*** Task material ***
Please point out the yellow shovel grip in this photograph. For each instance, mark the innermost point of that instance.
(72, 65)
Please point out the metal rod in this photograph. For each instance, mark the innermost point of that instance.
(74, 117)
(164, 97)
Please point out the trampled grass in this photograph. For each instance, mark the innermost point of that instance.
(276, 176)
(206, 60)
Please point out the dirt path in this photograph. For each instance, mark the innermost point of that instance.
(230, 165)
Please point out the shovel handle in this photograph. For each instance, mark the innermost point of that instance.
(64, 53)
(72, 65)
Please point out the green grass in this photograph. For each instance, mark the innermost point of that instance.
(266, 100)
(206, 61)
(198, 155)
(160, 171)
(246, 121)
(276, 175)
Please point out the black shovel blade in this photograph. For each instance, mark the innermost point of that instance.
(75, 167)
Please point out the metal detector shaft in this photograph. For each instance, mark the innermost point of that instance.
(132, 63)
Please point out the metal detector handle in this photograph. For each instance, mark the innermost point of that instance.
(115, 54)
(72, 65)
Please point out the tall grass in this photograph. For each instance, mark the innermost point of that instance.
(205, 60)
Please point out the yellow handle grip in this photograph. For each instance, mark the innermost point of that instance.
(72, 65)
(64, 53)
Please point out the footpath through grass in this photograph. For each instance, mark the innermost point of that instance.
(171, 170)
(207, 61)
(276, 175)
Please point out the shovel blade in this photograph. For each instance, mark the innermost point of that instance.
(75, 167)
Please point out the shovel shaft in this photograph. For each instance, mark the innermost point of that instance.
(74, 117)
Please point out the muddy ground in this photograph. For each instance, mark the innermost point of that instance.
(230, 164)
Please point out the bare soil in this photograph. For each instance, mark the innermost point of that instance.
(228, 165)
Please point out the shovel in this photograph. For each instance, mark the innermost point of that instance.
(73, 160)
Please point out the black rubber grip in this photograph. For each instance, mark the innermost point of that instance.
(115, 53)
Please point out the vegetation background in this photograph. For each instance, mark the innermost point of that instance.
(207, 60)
*** End of Task material ***
**Task:** Reprint exactly, and only, the lines running from the one containing "Please point out the vegetation" through the last line of the listing above.

**Your solution:**
Please point out the vegetation background in this photograph. For each instance, mark the innermost point of that instance.
(207, 60)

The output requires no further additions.